What is needed is an exact copy of the line that contains "Exercise. Mark the beige" and of all later lines to the end of the records below, with no other lines.

Records shown Block Start

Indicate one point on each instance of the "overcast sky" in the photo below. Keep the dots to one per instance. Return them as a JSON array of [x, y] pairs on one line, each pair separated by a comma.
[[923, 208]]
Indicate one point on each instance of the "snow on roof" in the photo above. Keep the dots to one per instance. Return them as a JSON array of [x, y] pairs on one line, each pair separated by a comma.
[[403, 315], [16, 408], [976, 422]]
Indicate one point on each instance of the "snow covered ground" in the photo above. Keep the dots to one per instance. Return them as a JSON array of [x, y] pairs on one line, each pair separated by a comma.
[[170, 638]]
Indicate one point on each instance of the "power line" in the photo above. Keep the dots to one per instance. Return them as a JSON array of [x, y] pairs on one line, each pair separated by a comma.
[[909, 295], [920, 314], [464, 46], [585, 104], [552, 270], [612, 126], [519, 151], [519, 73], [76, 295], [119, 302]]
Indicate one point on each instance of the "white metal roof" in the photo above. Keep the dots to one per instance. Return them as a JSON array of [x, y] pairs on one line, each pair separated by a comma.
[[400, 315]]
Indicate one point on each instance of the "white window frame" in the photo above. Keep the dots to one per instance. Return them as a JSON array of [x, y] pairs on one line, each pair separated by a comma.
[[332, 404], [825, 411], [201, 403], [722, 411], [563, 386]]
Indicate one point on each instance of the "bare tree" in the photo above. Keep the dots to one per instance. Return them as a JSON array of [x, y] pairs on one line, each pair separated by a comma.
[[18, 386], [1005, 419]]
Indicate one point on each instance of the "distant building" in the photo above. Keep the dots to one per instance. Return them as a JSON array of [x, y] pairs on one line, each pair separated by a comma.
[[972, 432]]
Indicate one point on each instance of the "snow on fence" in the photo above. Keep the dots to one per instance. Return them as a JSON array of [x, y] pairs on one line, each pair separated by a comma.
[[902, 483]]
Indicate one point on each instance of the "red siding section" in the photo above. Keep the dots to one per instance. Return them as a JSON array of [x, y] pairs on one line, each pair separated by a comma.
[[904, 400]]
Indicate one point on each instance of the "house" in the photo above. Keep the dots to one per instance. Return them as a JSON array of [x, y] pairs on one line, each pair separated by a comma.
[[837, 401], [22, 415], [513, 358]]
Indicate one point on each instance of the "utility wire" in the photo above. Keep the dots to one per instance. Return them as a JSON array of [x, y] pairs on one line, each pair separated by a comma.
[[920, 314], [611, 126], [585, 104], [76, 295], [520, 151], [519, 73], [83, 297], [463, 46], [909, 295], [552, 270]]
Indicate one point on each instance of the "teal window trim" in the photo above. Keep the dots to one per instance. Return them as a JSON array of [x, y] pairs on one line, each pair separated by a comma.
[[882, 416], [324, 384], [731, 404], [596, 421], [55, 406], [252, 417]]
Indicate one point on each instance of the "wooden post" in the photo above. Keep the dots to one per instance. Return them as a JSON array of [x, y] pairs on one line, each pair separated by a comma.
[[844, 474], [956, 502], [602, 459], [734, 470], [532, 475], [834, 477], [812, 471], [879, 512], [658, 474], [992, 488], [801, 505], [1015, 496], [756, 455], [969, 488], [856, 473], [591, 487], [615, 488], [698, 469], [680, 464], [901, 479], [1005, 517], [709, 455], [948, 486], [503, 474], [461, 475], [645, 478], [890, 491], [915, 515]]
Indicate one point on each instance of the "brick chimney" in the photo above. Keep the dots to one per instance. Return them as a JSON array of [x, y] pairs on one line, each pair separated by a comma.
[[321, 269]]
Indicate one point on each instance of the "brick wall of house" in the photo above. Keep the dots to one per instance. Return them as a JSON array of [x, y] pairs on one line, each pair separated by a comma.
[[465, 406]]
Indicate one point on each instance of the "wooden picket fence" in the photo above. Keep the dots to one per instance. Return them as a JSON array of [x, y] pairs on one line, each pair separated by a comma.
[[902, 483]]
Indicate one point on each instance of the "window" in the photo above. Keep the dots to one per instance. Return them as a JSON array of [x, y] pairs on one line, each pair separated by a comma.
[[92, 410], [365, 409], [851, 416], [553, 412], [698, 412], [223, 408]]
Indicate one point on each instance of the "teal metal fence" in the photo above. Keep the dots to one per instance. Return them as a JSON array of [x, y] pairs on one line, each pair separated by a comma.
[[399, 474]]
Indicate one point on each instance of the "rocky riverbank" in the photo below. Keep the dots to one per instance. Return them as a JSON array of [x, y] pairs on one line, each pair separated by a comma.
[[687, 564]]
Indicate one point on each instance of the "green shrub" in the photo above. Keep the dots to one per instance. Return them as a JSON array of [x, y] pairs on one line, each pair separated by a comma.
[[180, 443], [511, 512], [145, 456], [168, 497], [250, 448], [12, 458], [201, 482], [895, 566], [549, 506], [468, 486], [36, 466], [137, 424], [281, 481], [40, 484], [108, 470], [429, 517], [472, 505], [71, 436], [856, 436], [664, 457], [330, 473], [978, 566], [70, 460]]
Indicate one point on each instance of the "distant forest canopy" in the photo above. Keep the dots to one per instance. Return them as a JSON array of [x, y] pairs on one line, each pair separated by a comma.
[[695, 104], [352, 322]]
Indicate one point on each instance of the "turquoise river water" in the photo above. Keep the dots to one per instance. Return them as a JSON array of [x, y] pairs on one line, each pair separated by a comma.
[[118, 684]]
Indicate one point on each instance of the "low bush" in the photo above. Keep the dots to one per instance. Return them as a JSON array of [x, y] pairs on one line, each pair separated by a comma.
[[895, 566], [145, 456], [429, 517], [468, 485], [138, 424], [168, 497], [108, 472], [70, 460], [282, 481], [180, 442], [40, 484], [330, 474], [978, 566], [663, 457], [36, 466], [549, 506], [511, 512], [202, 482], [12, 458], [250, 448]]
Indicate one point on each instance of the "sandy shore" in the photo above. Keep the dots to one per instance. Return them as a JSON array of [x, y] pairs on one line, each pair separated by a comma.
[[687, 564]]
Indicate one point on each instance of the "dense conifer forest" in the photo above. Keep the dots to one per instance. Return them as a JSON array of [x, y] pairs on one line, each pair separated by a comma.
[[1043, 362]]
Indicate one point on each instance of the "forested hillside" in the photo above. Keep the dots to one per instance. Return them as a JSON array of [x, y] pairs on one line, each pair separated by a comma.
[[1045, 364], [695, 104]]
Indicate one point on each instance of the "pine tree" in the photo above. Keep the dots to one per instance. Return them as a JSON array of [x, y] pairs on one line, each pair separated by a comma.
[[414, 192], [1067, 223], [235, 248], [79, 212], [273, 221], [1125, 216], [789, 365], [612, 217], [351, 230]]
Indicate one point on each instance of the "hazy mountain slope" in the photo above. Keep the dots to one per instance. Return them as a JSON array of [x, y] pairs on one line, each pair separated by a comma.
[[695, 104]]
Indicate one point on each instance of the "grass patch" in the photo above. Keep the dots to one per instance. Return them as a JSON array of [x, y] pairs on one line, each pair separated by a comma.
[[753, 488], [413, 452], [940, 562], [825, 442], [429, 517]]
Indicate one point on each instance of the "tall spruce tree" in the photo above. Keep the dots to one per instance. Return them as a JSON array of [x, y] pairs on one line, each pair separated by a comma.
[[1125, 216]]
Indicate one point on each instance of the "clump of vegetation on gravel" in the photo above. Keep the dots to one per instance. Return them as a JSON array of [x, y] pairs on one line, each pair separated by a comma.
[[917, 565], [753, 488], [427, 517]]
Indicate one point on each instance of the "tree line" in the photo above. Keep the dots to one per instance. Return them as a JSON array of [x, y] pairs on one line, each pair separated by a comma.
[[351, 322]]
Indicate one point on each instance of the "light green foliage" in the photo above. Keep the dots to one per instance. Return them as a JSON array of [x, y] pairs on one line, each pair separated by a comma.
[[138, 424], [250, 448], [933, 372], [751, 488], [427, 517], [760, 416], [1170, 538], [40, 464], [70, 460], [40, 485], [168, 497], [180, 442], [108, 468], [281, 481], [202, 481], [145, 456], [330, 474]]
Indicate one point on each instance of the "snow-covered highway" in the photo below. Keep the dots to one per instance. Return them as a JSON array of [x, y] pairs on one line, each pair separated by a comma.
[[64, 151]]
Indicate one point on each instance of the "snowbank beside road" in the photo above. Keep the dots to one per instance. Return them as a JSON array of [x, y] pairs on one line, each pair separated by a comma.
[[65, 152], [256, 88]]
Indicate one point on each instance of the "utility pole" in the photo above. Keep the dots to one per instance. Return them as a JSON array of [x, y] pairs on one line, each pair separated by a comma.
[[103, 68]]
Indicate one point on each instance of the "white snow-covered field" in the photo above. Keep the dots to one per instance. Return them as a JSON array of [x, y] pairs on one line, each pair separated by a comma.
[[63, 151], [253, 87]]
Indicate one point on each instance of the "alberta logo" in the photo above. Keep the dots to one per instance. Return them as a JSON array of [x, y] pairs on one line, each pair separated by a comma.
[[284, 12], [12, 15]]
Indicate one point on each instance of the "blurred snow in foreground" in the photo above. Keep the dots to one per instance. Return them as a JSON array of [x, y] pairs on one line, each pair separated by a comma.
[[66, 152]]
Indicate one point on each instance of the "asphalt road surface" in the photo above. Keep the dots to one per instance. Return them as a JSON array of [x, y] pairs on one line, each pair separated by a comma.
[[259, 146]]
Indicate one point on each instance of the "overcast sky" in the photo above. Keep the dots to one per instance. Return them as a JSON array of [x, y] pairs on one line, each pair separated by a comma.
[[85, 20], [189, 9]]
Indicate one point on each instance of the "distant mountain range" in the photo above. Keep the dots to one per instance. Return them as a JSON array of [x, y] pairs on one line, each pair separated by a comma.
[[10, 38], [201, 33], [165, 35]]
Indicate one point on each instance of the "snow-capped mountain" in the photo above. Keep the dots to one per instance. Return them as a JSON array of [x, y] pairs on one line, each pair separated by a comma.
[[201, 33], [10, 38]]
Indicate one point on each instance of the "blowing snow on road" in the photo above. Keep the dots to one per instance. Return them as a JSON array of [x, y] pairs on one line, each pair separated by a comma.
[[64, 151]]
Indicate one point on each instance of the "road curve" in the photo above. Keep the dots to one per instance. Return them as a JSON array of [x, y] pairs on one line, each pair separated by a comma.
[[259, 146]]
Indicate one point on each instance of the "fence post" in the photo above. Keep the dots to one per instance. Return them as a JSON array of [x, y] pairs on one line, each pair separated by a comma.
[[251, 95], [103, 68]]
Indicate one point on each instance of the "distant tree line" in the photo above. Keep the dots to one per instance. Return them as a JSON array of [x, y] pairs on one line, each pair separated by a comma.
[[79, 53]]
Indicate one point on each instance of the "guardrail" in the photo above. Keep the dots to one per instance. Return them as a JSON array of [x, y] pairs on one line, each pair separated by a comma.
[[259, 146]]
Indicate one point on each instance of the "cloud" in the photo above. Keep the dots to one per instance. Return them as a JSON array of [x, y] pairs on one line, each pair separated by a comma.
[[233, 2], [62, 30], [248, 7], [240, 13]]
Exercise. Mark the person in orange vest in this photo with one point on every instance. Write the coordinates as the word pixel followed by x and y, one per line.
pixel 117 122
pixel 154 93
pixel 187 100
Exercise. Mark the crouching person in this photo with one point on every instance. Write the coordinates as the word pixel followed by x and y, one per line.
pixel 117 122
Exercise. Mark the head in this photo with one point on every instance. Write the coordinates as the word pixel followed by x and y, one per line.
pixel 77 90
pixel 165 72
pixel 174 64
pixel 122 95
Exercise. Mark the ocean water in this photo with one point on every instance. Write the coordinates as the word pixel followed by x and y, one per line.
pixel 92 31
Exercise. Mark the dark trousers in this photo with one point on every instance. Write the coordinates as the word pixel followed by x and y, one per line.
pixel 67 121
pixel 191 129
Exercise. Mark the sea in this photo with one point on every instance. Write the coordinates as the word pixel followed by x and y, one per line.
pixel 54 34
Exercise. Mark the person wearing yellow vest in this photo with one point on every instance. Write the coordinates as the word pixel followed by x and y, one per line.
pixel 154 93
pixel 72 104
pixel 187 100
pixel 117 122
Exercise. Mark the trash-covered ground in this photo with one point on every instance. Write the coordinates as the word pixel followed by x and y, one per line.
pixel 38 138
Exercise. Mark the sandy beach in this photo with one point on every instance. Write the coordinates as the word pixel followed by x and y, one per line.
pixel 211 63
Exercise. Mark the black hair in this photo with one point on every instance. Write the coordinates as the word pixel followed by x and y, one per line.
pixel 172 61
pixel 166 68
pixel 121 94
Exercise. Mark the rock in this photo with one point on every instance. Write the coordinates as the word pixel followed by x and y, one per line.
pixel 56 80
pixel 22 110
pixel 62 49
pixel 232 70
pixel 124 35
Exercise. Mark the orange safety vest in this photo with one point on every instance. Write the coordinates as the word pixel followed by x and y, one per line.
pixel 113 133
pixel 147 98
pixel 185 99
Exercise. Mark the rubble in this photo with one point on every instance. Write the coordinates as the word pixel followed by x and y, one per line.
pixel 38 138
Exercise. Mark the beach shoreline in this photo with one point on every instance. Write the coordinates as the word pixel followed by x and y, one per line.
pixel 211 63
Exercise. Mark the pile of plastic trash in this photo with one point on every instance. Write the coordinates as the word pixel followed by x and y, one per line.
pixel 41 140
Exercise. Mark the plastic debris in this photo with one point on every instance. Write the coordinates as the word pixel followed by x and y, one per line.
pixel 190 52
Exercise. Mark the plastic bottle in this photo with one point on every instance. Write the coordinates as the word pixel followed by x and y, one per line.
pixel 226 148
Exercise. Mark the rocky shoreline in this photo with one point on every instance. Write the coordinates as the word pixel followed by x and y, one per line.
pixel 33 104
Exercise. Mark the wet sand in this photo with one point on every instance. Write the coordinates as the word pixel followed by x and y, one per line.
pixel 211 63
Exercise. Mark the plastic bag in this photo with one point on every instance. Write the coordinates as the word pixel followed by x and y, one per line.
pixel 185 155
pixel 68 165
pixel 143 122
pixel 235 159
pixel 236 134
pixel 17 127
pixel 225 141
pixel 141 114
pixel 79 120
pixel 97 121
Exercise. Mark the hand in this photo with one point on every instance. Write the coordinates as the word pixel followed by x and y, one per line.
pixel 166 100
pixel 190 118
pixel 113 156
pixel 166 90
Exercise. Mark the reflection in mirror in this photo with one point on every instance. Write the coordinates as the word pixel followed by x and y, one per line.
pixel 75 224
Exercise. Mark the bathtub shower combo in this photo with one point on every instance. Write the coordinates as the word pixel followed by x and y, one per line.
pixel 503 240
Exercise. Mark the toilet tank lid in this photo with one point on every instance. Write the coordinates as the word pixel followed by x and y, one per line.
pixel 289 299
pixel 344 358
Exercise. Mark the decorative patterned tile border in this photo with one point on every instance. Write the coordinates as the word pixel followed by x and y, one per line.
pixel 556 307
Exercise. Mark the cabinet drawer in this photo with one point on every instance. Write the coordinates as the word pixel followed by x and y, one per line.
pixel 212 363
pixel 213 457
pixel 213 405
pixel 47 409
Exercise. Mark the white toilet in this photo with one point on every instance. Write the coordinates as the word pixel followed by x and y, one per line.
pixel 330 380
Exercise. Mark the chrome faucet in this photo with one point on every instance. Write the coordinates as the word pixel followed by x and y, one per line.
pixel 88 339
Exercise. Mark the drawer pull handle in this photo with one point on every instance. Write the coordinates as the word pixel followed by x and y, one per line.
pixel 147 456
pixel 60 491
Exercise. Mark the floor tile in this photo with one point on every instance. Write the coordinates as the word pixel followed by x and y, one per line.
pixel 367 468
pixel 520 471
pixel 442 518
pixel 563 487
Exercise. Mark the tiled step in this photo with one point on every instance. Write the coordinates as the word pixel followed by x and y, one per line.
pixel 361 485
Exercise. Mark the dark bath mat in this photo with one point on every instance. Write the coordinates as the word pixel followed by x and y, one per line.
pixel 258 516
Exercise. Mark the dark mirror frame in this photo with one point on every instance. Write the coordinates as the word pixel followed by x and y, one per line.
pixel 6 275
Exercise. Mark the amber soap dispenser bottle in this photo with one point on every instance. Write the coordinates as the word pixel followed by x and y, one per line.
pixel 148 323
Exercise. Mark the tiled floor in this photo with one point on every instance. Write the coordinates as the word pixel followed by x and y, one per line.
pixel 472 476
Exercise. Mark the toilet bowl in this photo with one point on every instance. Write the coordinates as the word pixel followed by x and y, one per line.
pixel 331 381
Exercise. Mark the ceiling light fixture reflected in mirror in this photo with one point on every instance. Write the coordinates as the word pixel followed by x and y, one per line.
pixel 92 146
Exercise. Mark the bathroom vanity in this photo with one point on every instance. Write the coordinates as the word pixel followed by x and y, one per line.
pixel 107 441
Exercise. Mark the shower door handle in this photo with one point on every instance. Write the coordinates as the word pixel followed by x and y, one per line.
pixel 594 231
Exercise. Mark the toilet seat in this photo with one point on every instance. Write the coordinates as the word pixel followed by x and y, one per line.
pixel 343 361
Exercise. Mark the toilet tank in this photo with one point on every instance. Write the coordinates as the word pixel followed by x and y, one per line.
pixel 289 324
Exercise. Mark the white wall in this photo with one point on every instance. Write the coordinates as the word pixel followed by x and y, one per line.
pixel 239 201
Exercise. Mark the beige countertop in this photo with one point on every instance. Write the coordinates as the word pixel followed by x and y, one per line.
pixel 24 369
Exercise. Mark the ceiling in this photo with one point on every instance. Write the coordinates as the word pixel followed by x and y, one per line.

Records shown Block End

■ Task result ■
Exercise. Mark the beige countertop in this photo with one point on every instance. Write the coordinates as the word pixel followed by x and y, one per line.
pixel 24 369
Exercise. Mark the ceiling in this photo with one point on every instance. Write the coordinates as the word pixel followed by x and y, one per line.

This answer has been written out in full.